— BEGIN Supplied material —

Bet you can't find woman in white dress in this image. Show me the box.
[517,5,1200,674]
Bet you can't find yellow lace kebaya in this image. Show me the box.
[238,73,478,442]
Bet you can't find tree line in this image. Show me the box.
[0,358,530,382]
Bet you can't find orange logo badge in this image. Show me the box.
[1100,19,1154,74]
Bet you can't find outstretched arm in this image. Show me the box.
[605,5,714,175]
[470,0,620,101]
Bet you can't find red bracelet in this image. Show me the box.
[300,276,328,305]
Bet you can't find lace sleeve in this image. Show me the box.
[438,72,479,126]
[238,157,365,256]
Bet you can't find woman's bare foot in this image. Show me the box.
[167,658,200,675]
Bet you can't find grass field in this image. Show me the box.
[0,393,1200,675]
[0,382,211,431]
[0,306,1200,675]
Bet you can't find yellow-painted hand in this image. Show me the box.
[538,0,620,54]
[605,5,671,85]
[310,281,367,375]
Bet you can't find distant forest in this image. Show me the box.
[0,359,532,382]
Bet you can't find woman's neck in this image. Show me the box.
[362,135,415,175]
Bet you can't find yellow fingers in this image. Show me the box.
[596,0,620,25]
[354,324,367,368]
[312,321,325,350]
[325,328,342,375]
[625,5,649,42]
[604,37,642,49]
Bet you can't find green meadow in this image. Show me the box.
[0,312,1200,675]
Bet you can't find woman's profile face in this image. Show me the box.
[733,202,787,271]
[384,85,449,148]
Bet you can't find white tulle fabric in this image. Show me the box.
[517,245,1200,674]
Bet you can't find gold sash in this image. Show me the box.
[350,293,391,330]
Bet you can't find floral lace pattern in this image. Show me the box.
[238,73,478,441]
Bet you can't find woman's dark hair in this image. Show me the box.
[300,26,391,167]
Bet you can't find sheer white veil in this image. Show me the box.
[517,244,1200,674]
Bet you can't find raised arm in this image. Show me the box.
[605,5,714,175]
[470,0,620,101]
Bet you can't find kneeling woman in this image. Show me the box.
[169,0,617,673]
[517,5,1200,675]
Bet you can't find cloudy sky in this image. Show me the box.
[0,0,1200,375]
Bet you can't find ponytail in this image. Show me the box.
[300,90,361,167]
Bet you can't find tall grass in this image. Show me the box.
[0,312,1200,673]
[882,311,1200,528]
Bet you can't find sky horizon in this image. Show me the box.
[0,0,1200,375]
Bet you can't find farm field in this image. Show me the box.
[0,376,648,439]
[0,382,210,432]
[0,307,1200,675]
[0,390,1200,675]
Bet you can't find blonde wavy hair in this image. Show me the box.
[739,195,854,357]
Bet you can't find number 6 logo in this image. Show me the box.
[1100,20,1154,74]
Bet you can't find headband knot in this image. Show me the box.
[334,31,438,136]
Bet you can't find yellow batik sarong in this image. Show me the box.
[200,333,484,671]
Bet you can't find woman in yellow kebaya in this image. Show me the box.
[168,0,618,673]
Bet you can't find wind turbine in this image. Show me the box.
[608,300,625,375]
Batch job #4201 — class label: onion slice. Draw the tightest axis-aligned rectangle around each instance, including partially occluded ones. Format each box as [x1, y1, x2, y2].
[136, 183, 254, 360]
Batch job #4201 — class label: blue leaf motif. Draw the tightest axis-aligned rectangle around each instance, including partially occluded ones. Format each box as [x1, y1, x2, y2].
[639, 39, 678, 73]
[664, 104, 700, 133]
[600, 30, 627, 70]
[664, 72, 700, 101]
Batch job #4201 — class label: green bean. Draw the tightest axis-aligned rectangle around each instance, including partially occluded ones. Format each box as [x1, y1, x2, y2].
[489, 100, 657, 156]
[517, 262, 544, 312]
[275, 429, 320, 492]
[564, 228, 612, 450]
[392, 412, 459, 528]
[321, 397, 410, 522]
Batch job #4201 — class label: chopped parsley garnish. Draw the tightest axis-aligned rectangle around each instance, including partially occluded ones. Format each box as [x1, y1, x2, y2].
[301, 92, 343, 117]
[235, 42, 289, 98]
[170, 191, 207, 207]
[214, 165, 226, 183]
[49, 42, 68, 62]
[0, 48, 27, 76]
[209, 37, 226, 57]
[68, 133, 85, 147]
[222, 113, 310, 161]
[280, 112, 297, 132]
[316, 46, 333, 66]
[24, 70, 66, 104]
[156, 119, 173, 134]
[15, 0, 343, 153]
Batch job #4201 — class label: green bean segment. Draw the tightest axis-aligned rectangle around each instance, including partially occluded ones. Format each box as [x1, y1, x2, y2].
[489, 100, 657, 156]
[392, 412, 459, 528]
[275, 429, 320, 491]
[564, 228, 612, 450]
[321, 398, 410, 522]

— END Supplied material —

Render every line above as a Markdown table with two columns, "Number" and "Line", skipping any blank lines.

* Output *
| Number | Line |
|---|---|
| 1 | Bet you can't find woman in white dress in this image. Show me the box. |
| 2 | [517,5,1200,674] |
| 3 | Bet you can't find yellow lace kebaya in this image. Show me the box. |
| 4 | [238,73,478,442] |
| 5 | Bet you can't find tree line in this image. Show me the box. |
| 6 | [0,358,530,382] |
| 7 | Bet you can't find orange logo badge in this image. Show me the box. |
| 8 | [1100,19,1154,74] |
| 9 | Bet you can't find outstretched arm in this image. Show me the box. |
| 10 | [605,5,714,175] |
| 11 | [470,0,620,101] |
| 12 | Bet you can't find red bracelet in this image. Show me the box. |
| 13 | [300,276,328,305] |
| 14 | Bet you can't find lace sleeve in this image. Show me the box. |
| 15 | [438,72,479,126] |
| 16 | [238,157,365,256] |
| 17 | Bet you can't find woman's bare foot in this image. Show me the box. |
| 18 | [167,658,200,675] |
| 19 | Bet you can't find grass field in this image. Show me the box. |
| 20 | [0,393,1200,675] |
| 21 | [0,382,211,431] |
| 22 | [0,306,1200,675] |
| 23 | Bet you can't find yellow-painted hand in this image. Show me the box. |
| 24 | [538,0,620,54] |
| 25 | [605,5,671,85] |
| 26 | [310,281,367,375] |
| 27 | Bet you can't find distant forest in this image. Show me the box. |
| 28 | [0,359,532,382] |
| 29 | Bet you can't find woman's neck in this image. Show me the box. |
| 30 | [362,135,415,175] |
| 31 | Bet you can't find yellow fingers in this image. Show me the box. |
| 32 | [596,0,620,25] |
| 33 | [354,324,367,368] |
| 34 | [312,321,325,350] |
| 35 | [325,328,342,375] |
| 36 | [625,5,649,42] |
| 37 | [604,37,642,49] |
| 38 | Bet you can't find green meadow in this image. Show me the box. |
| 39 | [0,312,1200,675] |
| 40 | Bet you can't find woman's profile face in this image. Show me the box. |
| 41 | [733,202,787,271] |
| 42 | [384,85,449,148] |
| 43 | Bet you can't find white tulle fabric in this image. Show me the box. |
| 44 | [517,245,1200,674] |
| 45 | Bet you can't find gold sash in this image. Show me the box. |
| 46 | [350,293,391,330] |
| 47 | Bet you can't find floral lace pattern in this image. Show me the box. |
| 48 | [238,73,478,441] |
| 49 | Bet you can't find woman's dark hair in this image. Show me the box. |
| 50 | [300,26,391,167] |
| 51 | Bet you can't find sheer white veil in this image. Show me the box. |
| 52 | [517,244,1200,674] |
| 53 | Bet you can't find raised arm in this image. Show me the box. |
| 54 | [605,5,714,175] |
| 55 | [470,0,620,101] |
| 56 | Bet you can't find kneeling woman in this image. Show me the box. |
| 57 | [169,0,617,673] |
| 58 | [517,5,1200,675] |
| 59 | Bet you can't find cloudy sky in this image. Show me the box. |
| 60 | [0,0,1200,375] |
| 61 | Bet you can't find ponytail in this image. Show me the box. |
| 62 | [300,90,361,167] |
| 63 | Bet you can't find tall grass in this image. Show me the box. |
| 64 | [0,312,1200,673] |
| 65 | [882,311,1200,528] |
| 66 | Bet you can't find sky horizon in this image. Show me the box. |
| 67 | [0,0,1200,375] |
| 68 | Bet you can't find farm field in this image. Show me the box. |
| 69 | [0,376,648,439] |
| 70 | [0,382,210,432] |
| 71 | [0,307,1200,675] |
| 72 | [0,390,1200,675] |
| 73 | Bet you can't find blonde wavy hair in this image. Show me the box. |
| 74 | [739,195,854,357] |
| 75 | Bet you can't find number 6 logo in this image. Show me the box. |
| 76 | [1100,20,1154,74] |
| 77 | Bet you can't find headband knot in this image. Show me the box. |
| 78 | [334,31,438,136] |
| 79 | Bet you can't find yellow batik sarong in this image. Show me the box. |
| 80 | [200,333,484,671] |
| 81 | Bet you can't find woman in yellow kebaya in this image. Show me the box. |
| 82 | [168,0,618,673] |
| 83 | Bet you can't find wind turbine in this image. Show me the box. |
| 84 | [608,300,625,375] |
| 85 | Batch job #4201 — class label: onion slice. Draw the tightest axis-aligned rectangle around each instance, including partially occluded ones. Format each box as [x1, y1, x2, y2]. |
| 86 | [136, 183, 254, 360] |
| 87 | Batch job #4201 — class label: blue leaf motif. Draw the tightest axis-aligned rectangle around each instance, including partially occluded ones. Format each box as [x1, y1, x2, y2]. |
| 88 | [639, 39, 678, 73] |
| 89 | [664, 104, 700, 133] |
| 90 | [600, 30, 627, 70] |
| 91 | [664, 72, 700, 101] |
| 92 | Batch job #4201 — class label: green bean. Draw the tightest axis-aligned rectangle around each instance, including partially occluded ones. Format each box as [x1, y1, x2, y2]. |
| 93 | [489, 100, 657, 156] |
| 94 | [517, 262, 544, 312] |
| 95 | [275, 429, 320, 492] |
| 96 | [564, 228, 612, 450] |
| 97 | [392, 412, 459, 528] |
| 98 | [321, 397, 410, 522] |
| 99 | Batch job #4201 — class label: chopped parsley garnish. Draw the tightest axis-aligned rectangle around each instance, including partially occluded ones. Format each box as [x1, y1, x2, y2]. |
| 100 | [301, 92, 343, 117] |
| 101 | [235, 42, 289, 98] |
| 102 | [170, 191, 207, 207] |
| 103 | [214, 165, 226, 183] |
| 104 | [49, 42, 68, 62] |
| 105 | [0, 48, 27, 76] |
| 106 | [209, 37, 226, 57] |
| 107 | [68, 133, 85, 147] |
| 108 | [222, 113, 310, 161] |
| 109 | [280, 112, 297, 132] |
| 110 | [316, 46, 333, 66] |
| 111 | [24, 70, 66, 104] |
| 112 | [156, 119, 173, 134] |
| 113 | [15, 0, 343, 153] |
| 114 | Batch job #4201 — class label: green bean segment. Draw the tightest axis-aligned rectangle around each instance, including partially occluded ones. Format each box as [x1, y1, x2, y2]. |
| 115 | [489, 100, 657, 156] |
| 116 | [392, 412, 459, 528] |
| 117 | [275, 429, 320, 491] |
| 118 | [564, 228, 612, 450] |
| 119 | [321, 398, 410, 522] |